## Task item
Set down again each entry exactly as it reads, pictures excluded.

## Listed records
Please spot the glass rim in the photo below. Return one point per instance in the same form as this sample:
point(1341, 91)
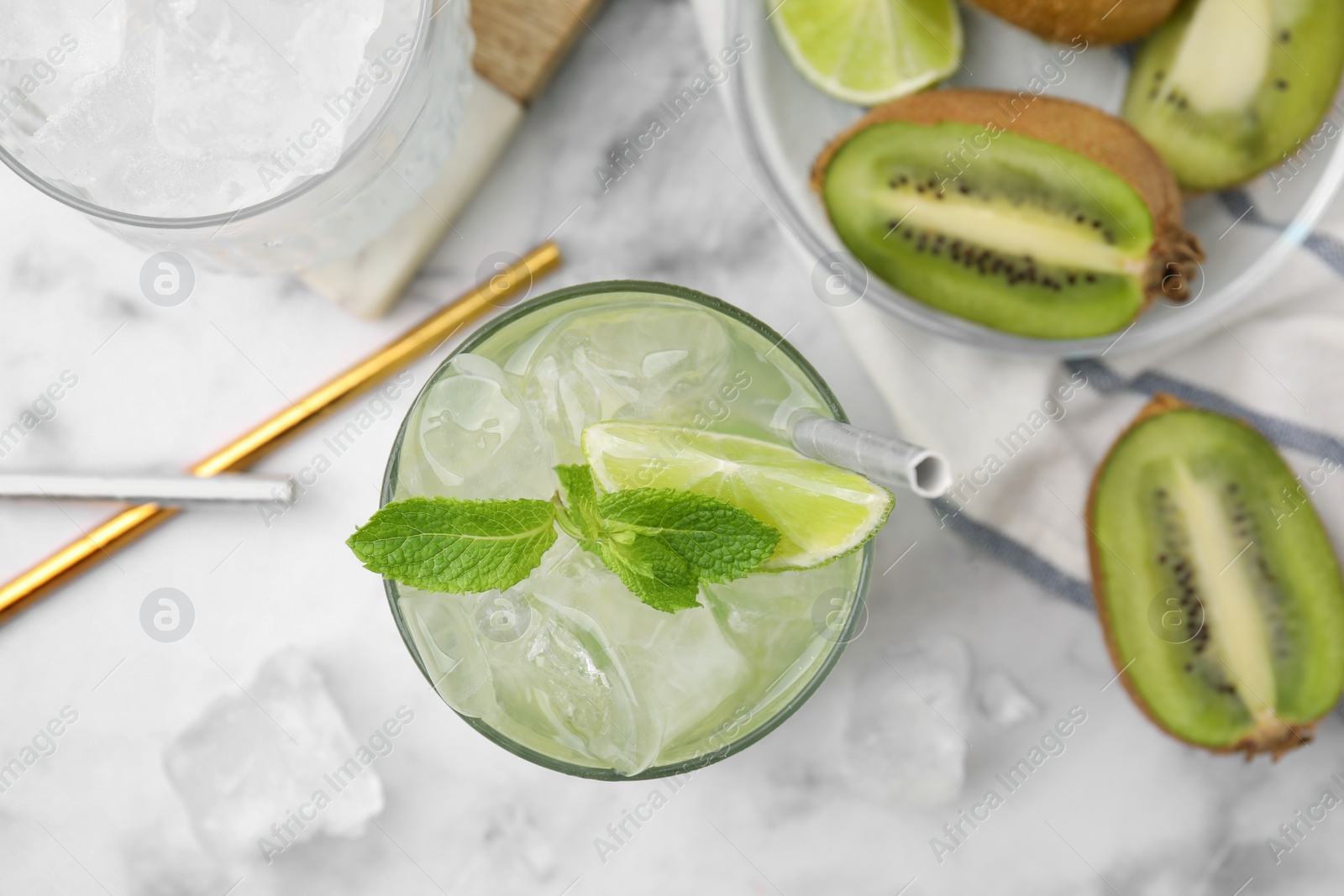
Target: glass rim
point(857, 610)
point(223, 219)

## Solution
Please spot the glass rim in the photo below. Return one point per instance in the same form as this sample:
point(1341, 91)
Target: glass rim
point(857, 610)
point(223, 219)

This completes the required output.